▶ _Records shown_
= Beginning of Section =

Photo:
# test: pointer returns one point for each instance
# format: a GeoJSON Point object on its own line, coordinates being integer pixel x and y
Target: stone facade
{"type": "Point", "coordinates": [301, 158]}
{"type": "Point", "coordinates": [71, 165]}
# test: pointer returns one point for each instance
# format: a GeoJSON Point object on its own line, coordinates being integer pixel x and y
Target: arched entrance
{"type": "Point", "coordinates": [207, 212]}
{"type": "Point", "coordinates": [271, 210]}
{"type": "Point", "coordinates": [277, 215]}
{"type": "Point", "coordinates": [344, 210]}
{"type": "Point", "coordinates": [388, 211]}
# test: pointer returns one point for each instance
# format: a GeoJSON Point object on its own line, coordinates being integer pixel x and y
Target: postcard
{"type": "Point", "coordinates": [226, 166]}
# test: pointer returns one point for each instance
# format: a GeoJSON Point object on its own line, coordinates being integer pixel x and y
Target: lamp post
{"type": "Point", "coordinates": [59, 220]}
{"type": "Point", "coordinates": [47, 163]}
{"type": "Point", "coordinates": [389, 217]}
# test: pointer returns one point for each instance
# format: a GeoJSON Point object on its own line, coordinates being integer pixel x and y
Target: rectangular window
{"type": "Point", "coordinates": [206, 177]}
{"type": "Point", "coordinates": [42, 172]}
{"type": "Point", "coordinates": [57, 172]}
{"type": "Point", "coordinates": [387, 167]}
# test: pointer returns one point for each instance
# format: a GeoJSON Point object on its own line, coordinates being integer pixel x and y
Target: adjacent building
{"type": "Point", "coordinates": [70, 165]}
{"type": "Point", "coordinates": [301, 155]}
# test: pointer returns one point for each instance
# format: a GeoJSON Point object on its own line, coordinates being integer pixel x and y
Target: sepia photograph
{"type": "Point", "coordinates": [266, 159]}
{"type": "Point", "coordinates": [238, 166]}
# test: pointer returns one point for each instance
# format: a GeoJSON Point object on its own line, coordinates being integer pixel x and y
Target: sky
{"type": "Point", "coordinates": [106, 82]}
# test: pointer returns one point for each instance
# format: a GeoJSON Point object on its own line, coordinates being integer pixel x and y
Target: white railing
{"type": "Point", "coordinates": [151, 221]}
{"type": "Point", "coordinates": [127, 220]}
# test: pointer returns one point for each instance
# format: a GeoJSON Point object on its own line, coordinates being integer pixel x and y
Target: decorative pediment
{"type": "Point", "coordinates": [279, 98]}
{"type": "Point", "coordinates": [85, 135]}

= End of Section =

▶ _Directions_
Please return all of the entries exactly as they were given.

▶ _Expected output_
Photo:
# test: pointer returns one point for each instance
# format: a GeoJSON Point object on its own line, coordinates being integer pixel x and y
Target: stone facade
{"type": "Point", "coordinates": [301, 158]}
{"type": "Point", "coordinates": [71, 165]}
# test: pointer returns one point for each instance
# format: a GeoJSON Point object on its own line, coordinates being integer pixel x and y
Target: arched entrance
{"type": "Point", "coordinates": [207, 212]}
{"type": "Point", "coordinates": [271, 210]}
{"type": "Point", "coordinates": [277, 215]}
{"type": "Point", "coordinates": [344, 210]}
{"type": "Point", "coordinates": [388, 211]}
# test: pointer returns one point for each instance
# format: a GeoJSON Point object on its own line, coordinates being integer pixel x and y
Target: postcard
{"type": "Point", "coordinates": [226, 166]}
# test: pointer returns one point for each instance
# format: a GeoJSON Point object on its own line, coordinates being integer pixel x and y
Target: lamp post
{"type": "Point", "coordinates": [59, 220]}
{"type": "Point", "coordinates": [47, 163]}
{"type": "Point", "coordinates": [389, 217]}
# test: pointer returns one point for each instance
# format: a GeoJSON Point object on its own line, coordinates being integer pixel x and y
Target: rectangular window
{"type": "Point", "coordinates": [206, 177]}
{"type": "Point", "coordinates": [42, 172]}
{"type": "Point", "coordinates": [57, 172]}
{"type": "Point", "coordinates": [387, 167]}
# test: pointer returns one point for each instance
# format: a GeoJSON Point object on its own line, coordinates being integer pixel x and y
Target: adjacent building
{"type": "Point", "coordinates": [70, 165]}
{"type": "Point", "coordinates": [301, 155]}
# test: pointer returns one point for each instance
# format: a GeoJSON Point object on its own line, coordinates being integer pixel x and y
Target: sepia photograph
{"type": "Point", "coordinates": [266, 159]}
{"type": "Point", "coordinates": [238, 166]}
# test: pointer returns one point for each instance
# format: a GeoJSON Point object on its own line, coordinates being integer pixel x and y
Target: sky
{"type": "Point", "coordinates": [106, 82]}
# test: pointer returns one point for each instance
# format: a GeoJSON Point object on its own line, coordinates being integer pixel x and y
Target: white railing
{"type": "Point", "coordinates": [151, 221]}
{"type": "Point", "coordinates": [127, 220]}
# test: pointer returns one point for each instance
# format: a GeoJSON Point object on its own line, coordinates being integer pixel x and y
Target: decorative pediment
{"type": "Point", "coordinates": [279, 98]}
{"type": "Point", "coordinates": [85, 135]}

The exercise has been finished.